— Goals —
**A)** In the text on principal component analysis in SAS, what does the sample dataset contain?
**B)** From the text on principal component analysis in SAS, copy the passage between "athlete:  sequential ID" and "relationships among the variables.", inclusive.

Principal Component Analysis in SAS

Many statistical procedures test specific hypotheses.  Principal Component Analysis (PCA), Factor analysis, Cluster Analysis, are examples of analyses that explore the data rather than answer a specific hypothesis.  PCA examines common components among data by fitting a correlation pattern among the variables.  Often used to reduce data from several variables to 2-3 components.

Before running a PCA, one of the first things you will need to do is to determine whether there is any relationship among the variables you want to include in a PCA.  If the variables are not related then there’s no reason to run a PCA.  The data that we will be working with is a sample dataset that contains the 1988 Olympic decathlon results for 33 athletes.  The variables are as follows:

athlete:  sequential ID number
r100m:  time it took to run 100m
longjump:  distance attained in the Long Jump event
shotput:  distance reached with ShotPut
highjump:  height reached in the High Jump event
r400m: time it took to run 400m
h110m:  time it took to run 110m of hurdles
discus:  distance reached with Discus
polevlt:  height reached in the Pole Vault event
javelin:  distance reached with the Javelin
r1500m:  time it took to run 1500m

Let’s start with a PROC CORR to review the relationships among the variables.

— Data excerpt —

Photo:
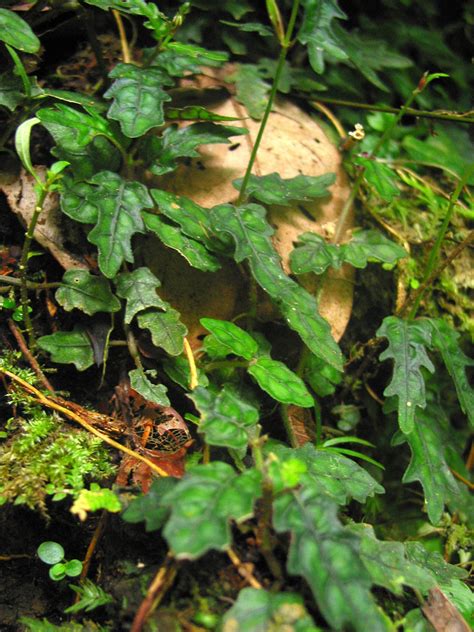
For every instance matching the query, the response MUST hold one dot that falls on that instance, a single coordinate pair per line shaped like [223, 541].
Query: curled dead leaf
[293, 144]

— Solved problems —
**A)** It contains the 1988 Olympic decathlon results for 33 athletes.

**B)**
athlete:  sequential ID number
r100m:  time it took to run 100m
longjump:  distance attained in the Long Jump event
shotput:  distance reached with ShotPut
highjump:  height reached in the High Jump event
r400m: time it took to run 400m
h110m:  time it took to run 110m of hurdles
discus:  distance reached with Discus
polevlt:  height reached in the Pole Vault event
javelin:  distance reached with the Javelin
r1500m:  time it took to run 1500m

Let’s start with a PROC CORR to review the relationships among the variables.